— WHAT TO WORK ON —
(1) In the article on New York City marriage license delays, reproduce the text between "During a media" and "of the Mayor)", inclusive, swapping "media event" for "press conference".
(2) Carry on writing the article on New York City marriage license delays from the point where it stops.

=== SUPPLIED PASSAGE ===

Published: Friday, Sep. 10th, 2021
Getting a marriage license in New York City is tough right now. Everyone knows it. Everyone’s frustrated. But are longer wait times for an appointment just a part of doing business safely during an ongoing health crisis?
Mayor de Blasio says no.
During a media event this week, de Blasio called the Marriage Bureau’s limited availability a “nagging problem” and said it’s time for the Clerk’s Office to get “back to full strength.” (via the Office of the Mayor)
Each week, a finite number of virtual appointments with a city clerk are released online through the City’s Project Cupid portal. These appointments are a couple’s ticket to a marriage license -- without an appointment, they can’t get married. But with fewer slots available than the number of couples who log on each week, those unable to secure one end up frustrated, stressed out, and angry.
It’s understandable: For couples with a wedding date approaching, a venue booked, and out-of-town family on the way, not being able to get a marriage license in time is a looming disaster.
The Clerk’s Office originally planned to reopen to the public in all five boroughs back in July, even announcing it widely on Twitter. But that didn’t end up happening -- in large part because of a rise in COVID case numbers shortly after the announcement was made, caused by the highly contagious delta variant. As delta cases continue to rise throughout the city, it’s uncertain whether reopening anytime in the near future is realistic.
De Blasio’s ‘back to full strength’ sentiment echoes an Executive Order he issued August 31st, requiring all NY City employees to provide proof of vaccination or begin weekly COVID-19 testing by September 13th. The Mayor’s reopening task force has also asked that nearly 80,000 City employees working from home return to the office full time by the 13th (via the New York Times).

=== SOURCE INFORMATION ===

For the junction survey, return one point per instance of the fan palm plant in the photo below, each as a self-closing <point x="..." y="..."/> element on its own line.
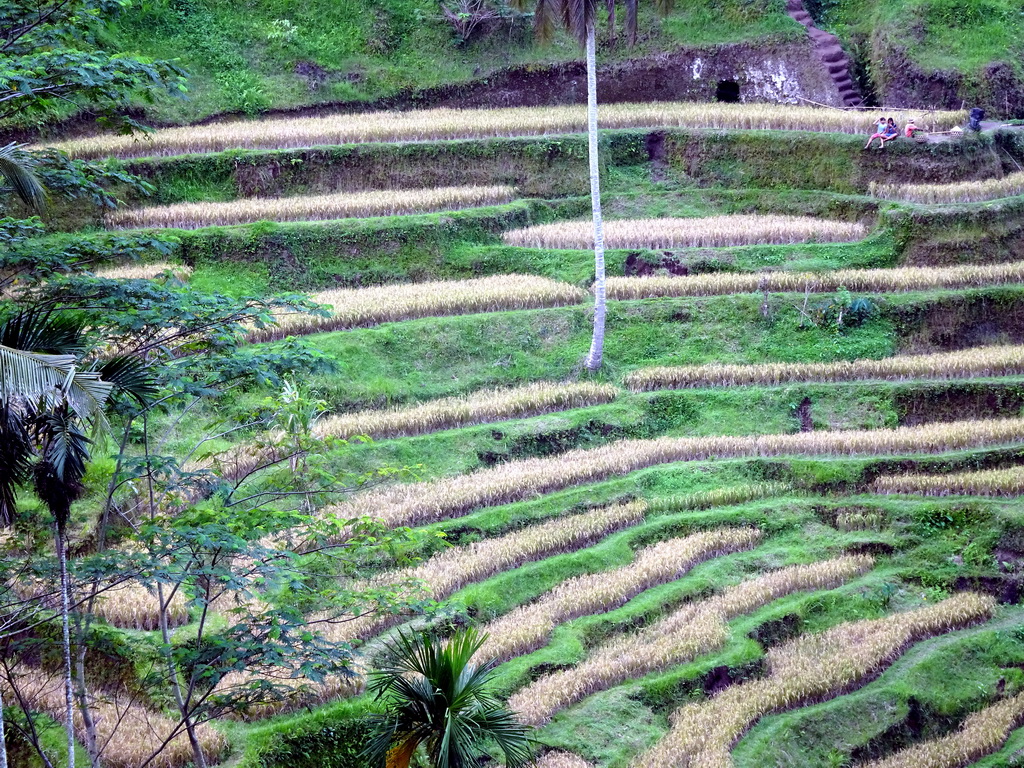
<point x="579" y="17"/>
<point x="17" y="170"/>
<point x="47" y="404"/>
<point x="437" y="697"/>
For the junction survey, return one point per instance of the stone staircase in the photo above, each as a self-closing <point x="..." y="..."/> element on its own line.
<point x="830" y="52"/>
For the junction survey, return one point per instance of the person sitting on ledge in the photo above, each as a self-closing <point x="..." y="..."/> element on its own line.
<point x="890" y="132"/>
<point x="880" y="132"/>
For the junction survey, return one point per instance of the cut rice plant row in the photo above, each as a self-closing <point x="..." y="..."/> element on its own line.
<point x="420" y="503"/>
<point x="981" y="734"/>
<point x="298" y="692"/>
<point x="806" y="669"/>
<point x="309" y="208"/>
<point x="960" y="192"/>
<point x="448" y="413"/>
<point x="359" y="307"/>
<point x="133" y="605"/>
<point x="127" y="730"/>
<point x="425" y="125"/>
<point x="478" y="408"/>
<point x="680" y="637"/>
<point x="128" y="603"/>
<point x="880" y="281"/>
<point x="965" y="364"/>
<point x="528" y="627"/>
<point x="454" y="568"/>
<point x="983" y="482"/>
<point x="144" y="271"/>
<point x="714" y="231"/>
<point x="718" y="497"/>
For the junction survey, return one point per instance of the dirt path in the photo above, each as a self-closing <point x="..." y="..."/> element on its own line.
<point x="830" y="52"/>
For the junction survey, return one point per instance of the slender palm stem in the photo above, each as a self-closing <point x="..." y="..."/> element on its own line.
<point x="3" y="742"/>
<point x="66" y="628"/>
<point x="597" y="342"/>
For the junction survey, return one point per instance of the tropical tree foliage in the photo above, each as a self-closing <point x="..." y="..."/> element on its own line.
<point x="51" y="62"/>
<point x="436" y="696"/>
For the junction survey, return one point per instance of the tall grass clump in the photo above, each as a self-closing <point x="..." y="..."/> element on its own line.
<point x="127" y="731"/>
<point x="310" y="207"/>
<point x="965" y="364"/>
<point x="144" y="271"/>
<point x="983" y="482"/>
<point x="528" y="627"/>
<point x="478" y="408"/>
<point x="960" y="192"/>
<point x="713" y="231"/>
<point x="808" y="668"/>
<point x="981" y="734"/>
<point x="882" y="281"/>
<point x="561" y="760"/>
<point x="358" y="307"/>
<point x="420" y="503"/>
<point x="680" y="637"/>
<point x="425" y="125"/>
<point x="453" y="568"/>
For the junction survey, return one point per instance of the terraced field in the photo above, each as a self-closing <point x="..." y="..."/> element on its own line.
<point x="782" y="525"/>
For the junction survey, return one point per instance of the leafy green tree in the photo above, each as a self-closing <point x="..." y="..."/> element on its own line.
<point x="437" y="697"/>
<point x="52" y="62"/>
<point x="46" y="407"/>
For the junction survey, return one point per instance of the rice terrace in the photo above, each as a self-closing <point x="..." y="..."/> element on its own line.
<point x="482" y="383"/>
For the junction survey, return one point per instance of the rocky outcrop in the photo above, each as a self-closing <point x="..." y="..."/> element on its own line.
<point x="829" y="52"/>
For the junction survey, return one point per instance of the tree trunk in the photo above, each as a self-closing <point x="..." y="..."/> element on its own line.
<point x="3" y="742"/>
<point x="66" y="628"/>
<point x="83" y="698"/>
<point x="179" y="699"/>
<point x="597" y="342"/>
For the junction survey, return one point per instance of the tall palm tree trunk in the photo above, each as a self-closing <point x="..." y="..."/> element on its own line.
<point x="66" y="628"/>
<point x="3" y="742"/>
<point x="597" y="342"/>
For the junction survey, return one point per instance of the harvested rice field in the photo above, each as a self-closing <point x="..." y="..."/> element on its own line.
<point x="356" y="434"/>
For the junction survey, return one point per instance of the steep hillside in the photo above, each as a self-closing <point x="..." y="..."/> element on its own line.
<point x="781" y="526"/>
<point x="266" y="55"/>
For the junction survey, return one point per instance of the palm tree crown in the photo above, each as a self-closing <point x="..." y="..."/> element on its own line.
<point x="437" y="697"/>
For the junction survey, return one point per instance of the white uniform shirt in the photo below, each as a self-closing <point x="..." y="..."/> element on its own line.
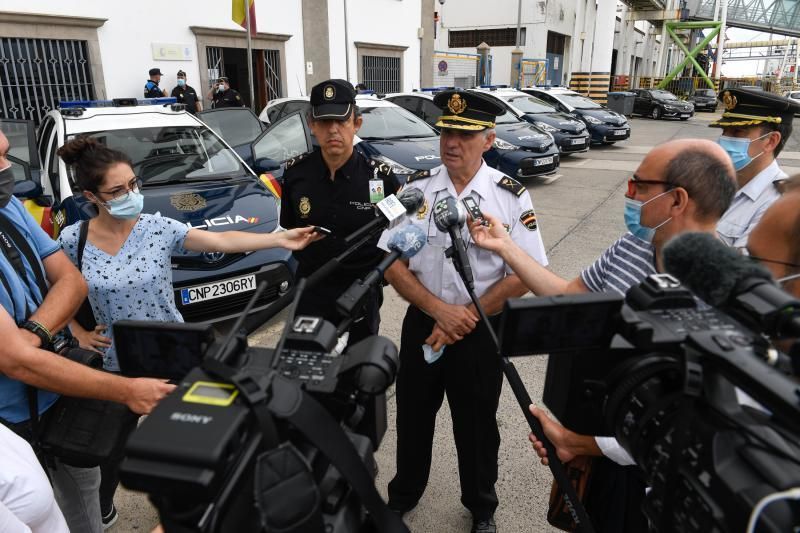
<point x="436" y="272"/>
<point x="748" y="206"/>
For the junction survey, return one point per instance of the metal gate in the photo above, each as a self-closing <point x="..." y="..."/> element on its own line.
<point x="36" y="74"/>
<point x="381" y="74"/>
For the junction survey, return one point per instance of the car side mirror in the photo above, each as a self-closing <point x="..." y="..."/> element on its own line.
<point x="265" y="164"/>
<point x="27" y="189"/>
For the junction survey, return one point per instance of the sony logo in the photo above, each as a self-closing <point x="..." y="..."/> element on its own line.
<point x="190" y="418"/>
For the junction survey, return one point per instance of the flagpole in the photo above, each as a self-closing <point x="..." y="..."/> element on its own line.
<point x="249" y="54"/>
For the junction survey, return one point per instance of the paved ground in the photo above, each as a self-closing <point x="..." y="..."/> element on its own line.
<point x="580" y="214"/>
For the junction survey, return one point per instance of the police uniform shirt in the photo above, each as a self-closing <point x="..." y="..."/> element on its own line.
<point x="496" y="194"/>
<point x="748" y="206"/>
<point x="343" y="205"/>
<point x="229" y="98"/>
<point x="151" y="90"/>
<point x="186" y="95"/>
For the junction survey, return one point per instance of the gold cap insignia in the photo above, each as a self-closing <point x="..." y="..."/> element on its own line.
<point x="188" y="202"/>
<point x="729" y="101"/>
<point x="304" y="206"/>
<point x="456" y="104"/>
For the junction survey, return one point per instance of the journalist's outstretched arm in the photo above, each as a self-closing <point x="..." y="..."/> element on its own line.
<point x="534" y="276"/>
<point x="45" y="370"/>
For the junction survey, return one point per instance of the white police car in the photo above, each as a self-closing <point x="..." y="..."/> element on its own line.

===

— YOUR WRITTEN ANSWERS —
(1)
During a press conference this week, de Blasio called the Marriage Bureau’s limited availability a “nagging problem” and said it’s time for the Clerk’s Office to get “back to full strength.” (via the Office of the Mayor)

(2)
Prudent or not, it’s very likely that things will shift at the City Clerk’s offices after the September 13th deadline.
In the meantime, New Yorkers will have to continue using the Project Cupid portal online, crossing their fingers for a timely appointment, rolling with the unexpected, and getting creative with small, spontaneous weddings.
Note: Virtual wedding ceremonies are not currently allowed in New York state.
To learn more, visit the Office of the City Clerk - NYC Marriage Bureau website.
Friends and family members can officiate wedding ceremonies in New York, as long as they're ordained. Become an ordained minister with AMM's online ordination -- it's simple and free.
Of course, the NY City Marriage Bureau is far from alone in its struggle to keep up with current demand.
Cities across the country are experiencing a “wedding boom” as couples rush to wed after a year or more of waiting. In Las Vegas, for example, nearly 10,000 marriage licenses were issued in June, outpacing even 2019’s record high numbers. And satellite and mobile offices are opening in multiple cities and suburbs to help with scheduling challenges, including a mobile unit in San Antonio’s Bexar County.